The exercise:
Quote the passage on selling Coast Guard leave word for word, from "3. The allegation" to "Under Article 7.A.20.a.".

3. The allegation that Coast Guard policy in 2004 eliminated additional opportunities to
sell leave for members entering into indefinite reenlistments is not accurate. Under the
circumstances that existed in 2004 and until September 1, 2008, when the new policy was
implemented, an indefinite reenlistment would be a member’s last opportunity to sell leave until
the member’s discharge, separation, or retirement from the Coast Guard. Under Article 7.A.20.a.
of the Personnel Manual, an active duty member could sell leave on the date of discharge or
separation from active duty up to a maximum career total of 60 days. Therefore, the applicant
was not required to sell leave upon his indefinite reenlistment but could have carried it over into
his new indefinite reenlistment and sold it upon his retirement, when he would have been in a
higher pay grade. The change in Coast Guard policy in 2001 requiring indefinite reenlistments
for members with more than 10 years of service did not deny the applicant the opportunity to sell
leave; it may have limited the frequency with which he could do so. Prior to 2001, members
reenlisted for 3, 4, 5, or 6 years, and at the end of the enlistment, leave could be sold as long as
the 60-day career maximum was not exceeded. In contrast, because there was no need for
reenlistments under indefinite enlistment policy, leave could only be sold upon discharge and
execution of the indefinite reenlistment contract or when the member was permanently
discharged or retired. While the applicant argued it was Coast Guard policy that he was required
to sell leave, he puts forth no evidence of such policy. Instead it appears that the applicant
mistakenly believed that his indefinite reenlistment in 2004 would be his last opportunity to sell
leave. That mistaken belief was not caused by the Coast Guard because the policy with respect
to selling leave was explained in the Personnel Manual as well as the Pay Manual in 2004.

Raw data:

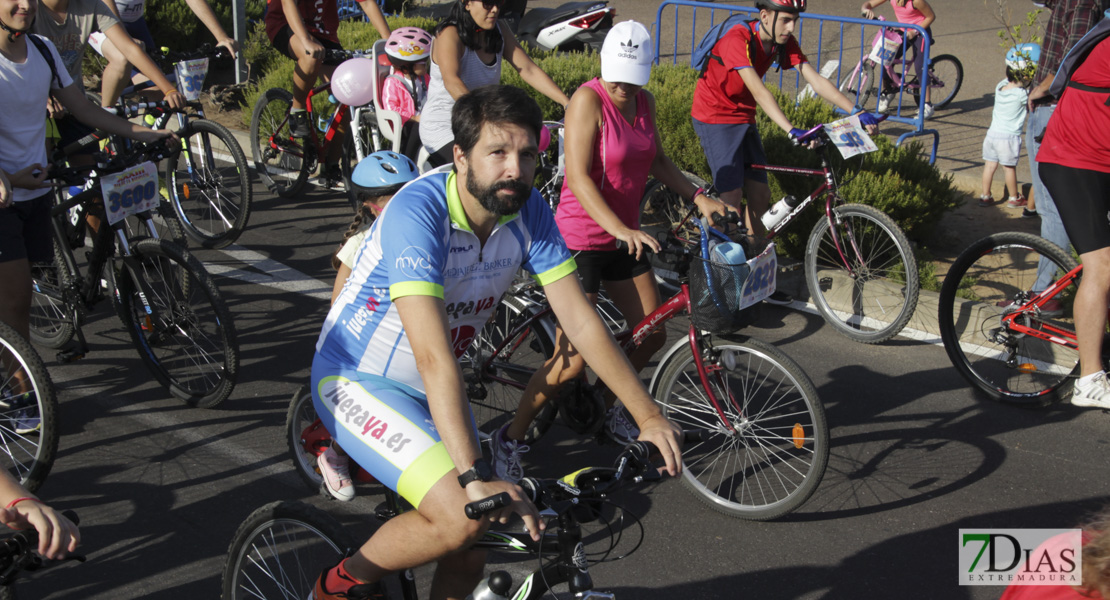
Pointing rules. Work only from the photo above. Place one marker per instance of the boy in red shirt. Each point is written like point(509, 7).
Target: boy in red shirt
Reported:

Solution to this problem:
3. The allegation that Coast Guard policy in 2004 eliminated additional opportunities to
sell leave for members entering into indefinite reenlistments is not accurate. Under the
circumstances that existed in 2004 and until September 1, 2008, when the new policy was
implemented, an indefinite reenlistment would be a member’s last opportunity to sell leave until
the member’s discharge, separation, or retirement from the Coast Guard. Under Article 7.A.20.a.